:: Problem details ::
Revise the material below by replacing every occurrence of "object detection" with "object localization" and keeping everything else unchanged. Leave the pictures out of your answer.

Extracted records
** Start **
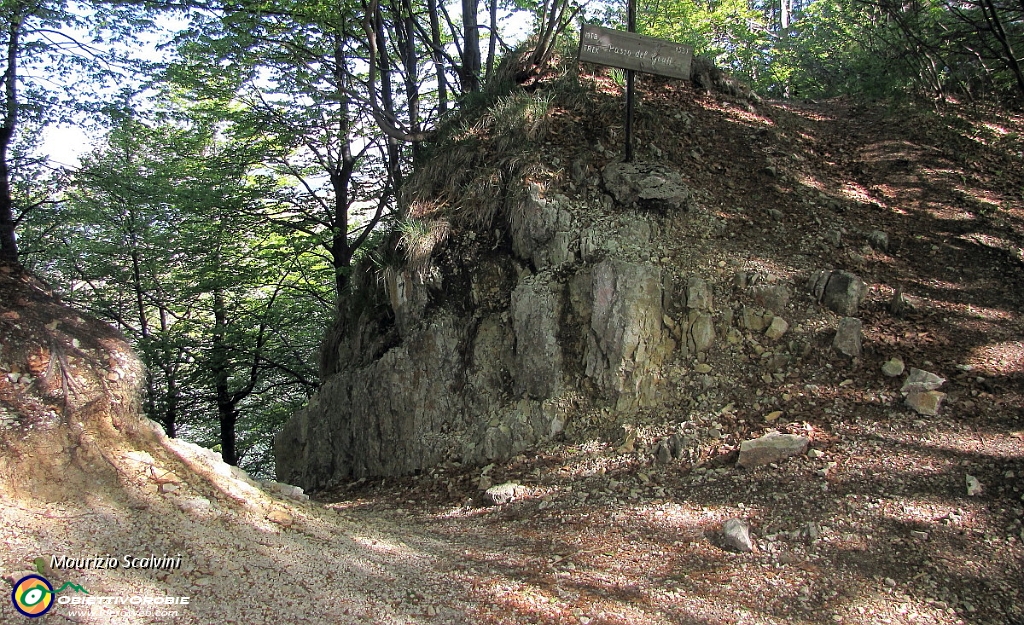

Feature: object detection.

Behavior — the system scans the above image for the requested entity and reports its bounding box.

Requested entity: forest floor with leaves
[319,87,1024,625]
[0,81,1024,625]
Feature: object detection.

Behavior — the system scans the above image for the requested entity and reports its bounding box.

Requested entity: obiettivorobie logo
[10,575,89,619]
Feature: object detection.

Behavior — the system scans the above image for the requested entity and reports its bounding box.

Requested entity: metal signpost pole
[626,0,637,163]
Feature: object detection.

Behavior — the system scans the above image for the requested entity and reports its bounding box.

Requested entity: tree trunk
[427,0,447,116]
[460,0,480,91]
[485,0,498,80]
[0,16,22,263]
[210,287,239,464]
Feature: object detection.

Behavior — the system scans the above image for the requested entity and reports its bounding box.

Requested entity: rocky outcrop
[274,164,823,490]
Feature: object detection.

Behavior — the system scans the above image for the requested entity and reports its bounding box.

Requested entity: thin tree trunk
[210,287,239,464]
[461,0,480,91]
[981,0,1024,95]
[427,0,447,116]
[0,17,22,262]
[485,0,498,80]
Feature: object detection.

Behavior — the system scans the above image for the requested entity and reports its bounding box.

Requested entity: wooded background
[0,0,1024,475]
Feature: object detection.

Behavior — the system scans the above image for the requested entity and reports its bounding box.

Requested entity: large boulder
[810,270,867,317]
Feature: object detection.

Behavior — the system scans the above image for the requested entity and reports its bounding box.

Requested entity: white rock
[736,432,810,468]
[906,390,946,417]
[833,317,862,358]
[722,518,754,553]
[882,356,906,378]
[765,317,790,340]
[900,367,946,394]
[967,474,981,497]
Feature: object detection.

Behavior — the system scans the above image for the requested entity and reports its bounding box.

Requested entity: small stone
[750,284,792,314]
[266,508,295,528]
[722,518,754,553]
[654,440,672,464]
[483,482,526,506]
[906,390,946,417]
[739,306,768,332]
[686,276,713,310]
[736,432,810,468]
[967,474,982,497]
[833,317,861,358]
[900,367,946,393]
[867,231,889,252]
[765,317,790,340]
[882,356,905,378]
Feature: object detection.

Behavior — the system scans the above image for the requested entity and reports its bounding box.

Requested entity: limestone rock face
[274,163,793,492]
[586,260,664,401]
[274,219,676,490]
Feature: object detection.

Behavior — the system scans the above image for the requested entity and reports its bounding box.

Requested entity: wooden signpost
[580,24,693,80]
[580,19,693,163]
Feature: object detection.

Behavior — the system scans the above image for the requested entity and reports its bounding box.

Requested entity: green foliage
[30,112,333,476]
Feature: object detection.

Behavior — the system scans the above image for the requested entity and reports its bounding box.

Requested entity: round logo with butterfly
[10,575,53,619]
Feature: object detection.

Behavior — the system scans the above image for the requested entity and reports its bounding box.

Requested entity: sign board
[580,24,693,80]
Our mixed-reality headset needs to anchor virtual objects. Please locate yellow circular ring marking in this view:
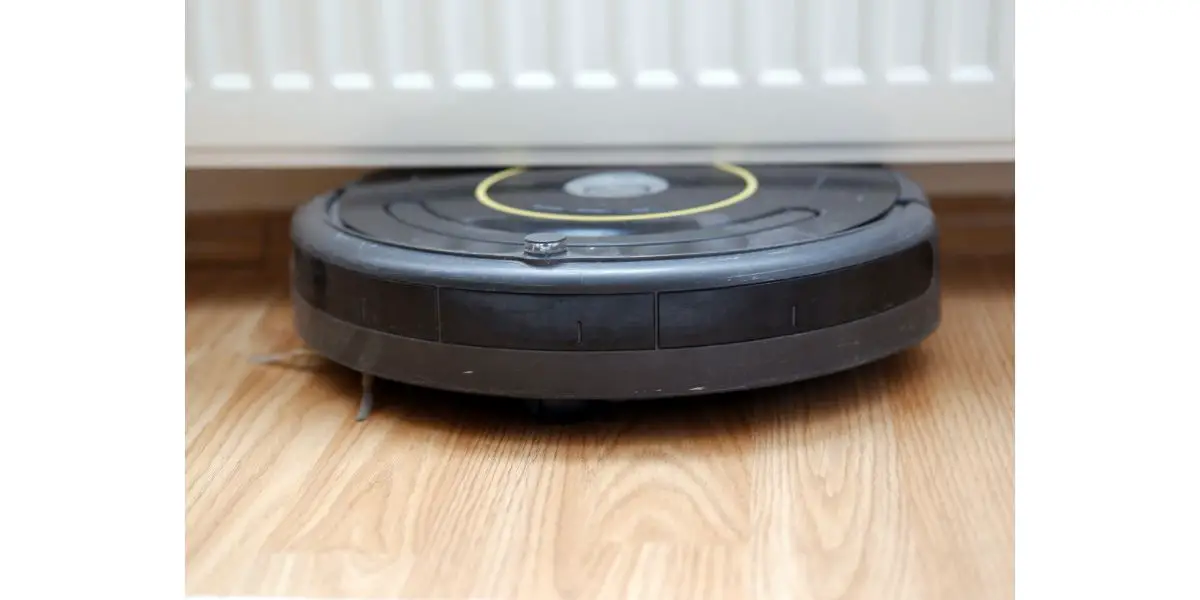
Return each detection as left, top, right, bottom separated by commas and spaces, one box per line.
475, 163, 758, 223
** End **
:: Worked solution ::
Feature: object localization.

Behavior — the system scans the above image for the requested entity and reports its bounding box.

Requested entity: forest floor with leaves
[319,87,1024,625]
[0,81,1024,625]
Feature: object localization.

Behavior — the system scans the above image for the requested entity and reports its bounding box.

Requested entity: obiettivorobie logo
[10,575,89,619]
Feature: object localization.

Behavior — the system scans the above image for the requested entity and reports its bounding box.

Requested entity: metal signpost pole
[626,0,637,163]
Feature: object localization.

Behavior — the system scans the above image for the requested entity and reports its bounding box.

Requested entity: tree trunk
[427,0,447,116]
[460,0,480,91]
[485,0,498,80]
[0,16,22,263]
[210,287,239,464]
Feature: object localization.

Behavior — the system scans the above image for the requested entity and reports its bounding box.

Requested entity: rocky outcrop
[274,164,823,490]
Feature: object localization.

Behavior — the system scans the above image for the requested entity and reports its bounding box.

Requested entity: thin tree trunk
[210,287,239,464]
[461,0,480,91]
[981,0,1024,95]
[427,0,447,116]
[0,17,22,262]
[485,0,498,80]
Feature: object localization.

Behavior — the system scans the above image for the requested entity and reports its bounding box.

Requested entity: wooded background
[0,0,1024,475]
Feature: object localization.

Behavior — the system scans the above image for the requested entity and reports its bounding box.

Requested entity: large boulder
[810,270,867,317]
Feature: object localization.

Behavior — the system scans the above image for the requested entity and reports its bounding box.

Requested entity: white rock
[736,432,810,468]
[906,390,946,417]
[833,317,862,358]
[722,518,754,553]
[882,356,906,378]
[765,317,790,340]
[900,367,946,394]
[967,474,981,497]
Feature: object localization.

Behavior — the system scans the above image for the requested entity and reports its bounding box.

Requested entity: small stone
[750,284,792,314]
[266,508,295,528]
[722,518,754,553]
[654,440,672,464]
[483,482,526,506]
[906,390,946,417]
[739,306,768,332]
[686,276,713,310]
[736,432,810,468]
[967,474,982,497]
[833,317,861,358]
[900,367,946,393]
[867,231,889,252]
[765,317,790,340]
[882,356,905,378]
Feature: object localization.

Behavior — the system scans the above image for the requested entity and reports its bounding box.

Requested entity: limestone rock face
[274,163,793,492]
[586,260,664,401]
[274,219,676,490]
Feature: object localization.

Behavior — the system scans the above image for the requested entity and reports its bounding box.

Requested entity: wooden signpost
[580,24,693,80]
[580,19,693,163]
Feature: object localization.

Behavior — the system scans the above image for the requested entity and reports its bounding box.

Requested entity: green foliage
[30,112,333,476]
Feature: object localization.

Behavior — the system scans the above image for the requested entity and reports its bounding box.

Requested entity: round logo with butterfly
[10,575,53,619]
Feature: object localization.

Behavior — the system scans the above image for the requested entity and reports its bounding box.

Requested entity: sign board
[580,24,693,80]
Our mixed-reality headset needs to anchor virtual objects. Please locate yellow circular ring marking in this view:
Return each detection as left, top, right, bottom separated by commas and spaces, one box per line.
475, 163, 758, 223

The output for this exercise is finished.